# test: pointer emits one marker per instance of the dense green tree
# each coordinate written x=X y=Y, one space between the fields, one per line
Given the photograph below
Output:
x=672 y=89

**What you should do:**
All of the records above need to be printed again exactly as they appear.

**Result of the task:**
# test: pointer emits one marker per instance of the dense green tree
# each coordinate written x=X y=Y, one space between the fields, one per line
Given the photograph below
Output:
x=672 y=89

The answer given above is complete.